I would like you to output every record below exactly, apart from the pictures.

══ MATERIAL SUPPLIED ══

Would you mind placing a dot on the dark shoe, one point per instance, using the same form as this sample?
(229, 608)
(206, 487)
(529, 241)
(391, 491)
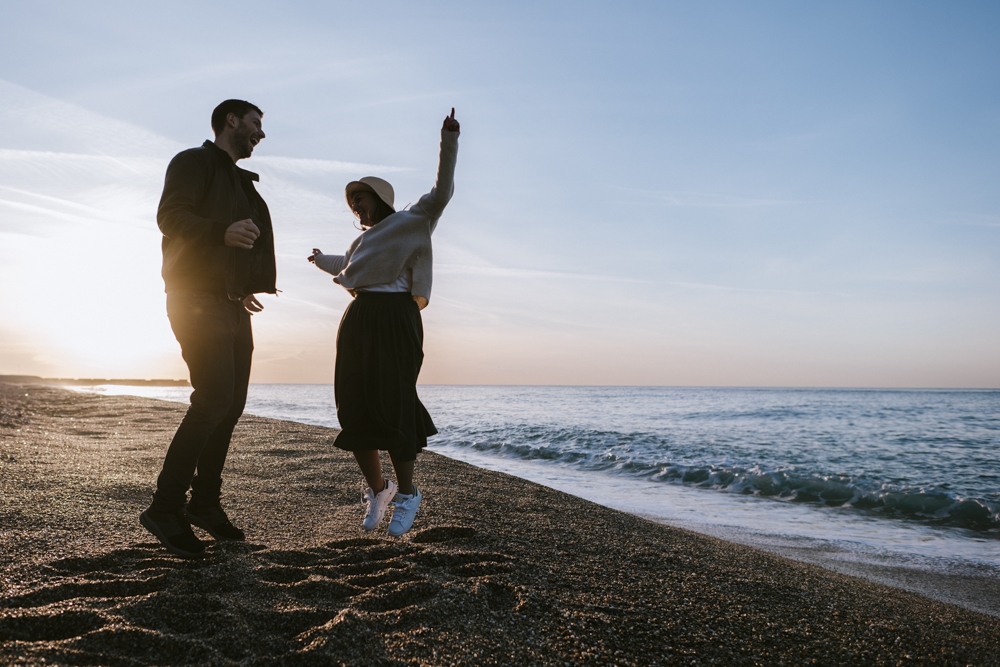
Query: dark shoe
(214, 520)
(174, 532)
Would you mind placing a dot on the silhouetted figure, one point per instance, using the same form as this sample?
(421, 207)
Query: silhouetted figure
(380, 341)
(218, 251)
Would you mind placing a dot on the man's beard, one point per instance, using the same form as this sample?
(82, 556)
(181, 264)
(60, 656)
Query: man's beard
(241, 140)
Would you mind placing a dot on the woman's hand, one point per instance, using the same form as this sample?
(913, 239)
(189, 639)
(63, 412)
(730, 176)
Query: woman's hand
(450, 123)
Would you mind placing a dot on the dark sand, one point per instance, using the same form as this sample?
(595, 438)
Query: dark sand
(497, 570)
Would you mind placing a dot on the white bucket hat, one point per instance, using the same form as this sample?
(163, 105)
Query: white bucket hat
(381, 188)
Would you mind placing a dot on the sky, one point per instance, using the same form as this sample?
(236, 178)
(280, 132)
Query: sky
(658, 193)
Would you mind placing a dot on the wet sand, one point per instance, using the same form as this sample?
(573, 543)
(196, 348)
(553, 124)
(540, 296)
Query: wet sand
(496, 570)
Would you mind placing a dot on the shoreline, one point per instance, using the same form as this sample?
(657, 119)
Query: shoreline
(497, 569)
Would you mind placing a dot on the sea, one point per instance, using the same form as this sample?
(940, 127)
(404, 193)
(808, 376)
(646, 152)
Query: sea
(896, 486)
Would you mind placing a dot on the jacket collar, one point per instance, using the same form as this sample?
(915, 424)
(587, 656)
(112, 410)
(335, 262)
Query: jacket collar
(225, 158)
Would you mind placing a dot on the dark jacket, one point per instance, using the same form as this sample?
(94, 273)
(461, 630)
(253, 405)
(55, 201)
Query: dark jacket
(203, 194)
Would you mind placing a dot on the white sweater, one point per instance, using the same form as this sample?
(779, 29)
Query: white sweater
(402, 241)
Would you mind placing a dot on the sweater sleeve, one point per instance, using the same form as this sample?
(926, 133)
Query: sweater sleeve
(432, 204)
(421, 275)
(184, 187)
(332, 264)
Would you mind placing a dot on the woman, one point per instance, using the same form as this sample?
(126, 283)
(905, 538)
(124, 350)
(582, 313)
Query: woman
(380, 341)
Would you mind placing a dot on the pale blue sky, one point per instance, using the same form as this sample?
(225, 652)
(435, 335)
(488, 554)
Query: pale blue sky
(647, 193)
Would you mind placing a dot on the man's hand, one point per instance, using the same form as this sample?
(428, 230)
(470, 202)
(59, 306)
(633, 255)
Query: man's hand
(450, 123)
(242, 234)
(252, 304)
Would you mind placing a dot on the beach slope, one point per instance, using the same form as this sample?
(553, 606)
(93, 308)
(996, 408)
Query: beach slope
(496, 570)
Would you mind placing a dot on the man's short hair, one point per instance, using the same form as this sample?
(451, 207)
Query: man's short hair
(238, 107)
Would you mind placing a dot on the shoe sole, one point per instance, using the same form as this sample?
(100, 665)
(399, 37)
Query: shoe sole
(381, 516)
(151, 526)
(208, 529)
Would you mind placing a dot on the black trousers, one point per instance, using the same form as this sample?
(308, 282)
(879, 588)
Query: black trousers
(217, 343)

═══

TASK RESPONSE »
Would you mind placing a dot on the dark shoe, one point per instance, using the same form as this sample?
(229, 608)
(206, 487)
(529, 241)
(391, 491)
Query: dark shoe
(214, 520)
(174, 532)
Would you mind placing a dot on the silhouetted figure, one point per instance, using the same form as this sample?
(421, 207)
Query: silhouetted figure
(380, 341)
(218, 251)
Would you mind placing a dot on the man's beard, one point per instance, using the same form as this sample?
(82, 556)
(181, 264)
(60, 656)
Query: man's beard
(241, 140)
Would you mind placing a dot on the woman's hand, one point per instance, using the same form as this sample?
(913, 239)
(189, 639)
(63, 412)
(730, 176)
Query: woman's hand
(450, 123)
Would you mind placing a dot on the dark sand, one point per instance, using the same form as this sample?
(595, 438)
Query: dark sand
(497, 570)
Would you mind placing a dot on the white bucket hat, one point per instance, using the same form as this sample?
(163, 105)
Query: white bucket hat
(381, 188)
Would you mind placing a dot on the sky, one point per instance, using the same form as this sample?
(236, 178)
(280, 132)
Query: sky
(658, 193)
Would you mind placing a dot on the wet sand, one point per instance, using the same form as this sample?
(573, 543)
(196, 348)
(553, 124)
(540, 296)
Query: wet sand
(496, 570)
Would you mind placing a dot on the shoreline, one point per instance, using the same form as this sample?
(657, 119)
Query: shoreline
(497, 569)
Would you mind placing a dot on the sea, one point per instance, using the same form as this sample?
(940, 127)
(404, 193)
(808, 376)
(646, 152)
Query: sea
(896, 486)
Would you mind placing a dot on the jacket collar, one point per instance, using the same form as this sample?
(915, 424)
(587, 656)
(112, 410)
(335, 262)
Query: jacket collar
(225, 158)
Would you mind placing a dot on the dark jacket, one point per instance, using the same form as this sample?
(94, 273)
(461, 630)
(253, 405)
(55, 201)
Query: dark jacket
(203, 194)
Would you mind placing a dot on the white sweater, one point per instance, using the same form as this sample?
(779, 29)
Query: white sweater
(402, 241)
Would you mind placing a dot on the sweater sleeve, one point per instance, using the same form as this sample?
(926, 133)
Query: sweater sleeve
(432, 204)
(421, 275)
(184, 187)
(332, 264)
Would you mind placing a dot on the woman, one point per instance, using the same form as this sample?
(126, 283)
(905, 538)
(124, 350)
(582, 313)
Query: woman
(380, 341)
Would you mind placing a dot on the pale blue sky, one point per instance, using the same form as this sample?
(225, 652)
(435, 335)
(488, 554)
Query: pale blue sky
(647, 193)
Would you mind placing a dot on the man's hand, one point per instance, using the same form as this sample?
(428, 230)
(470, 202)
(59, 306)
(633, 255)
Query: man's hand
(450, 123)
(242, 234)
(252, 304)
Would you mind placing a dot on the beach slope, one point per instance, using the same form as this sample?
(553, 606)
(93, 308)
(996, 408)
Query: beach slope
(496, 570)
Would you mind placing a dot on the man's short hair, one point per instance, using the same form as this sample?
(451, 207)
Query: man's short hair
(238, 107)
Would you mind placing a dot on the shoe sole, one point per instance, using the same form as this sample?
(100, 665)
(399, 37)
Query: shoe sole
(381, 516)
(151, 526)
(208, 529)
Would you mind placing a dot on the black trousers, one point per instance, using the same form as this sample?
(308, 282)
(879, 588)
Query: black trousers
(217, 343)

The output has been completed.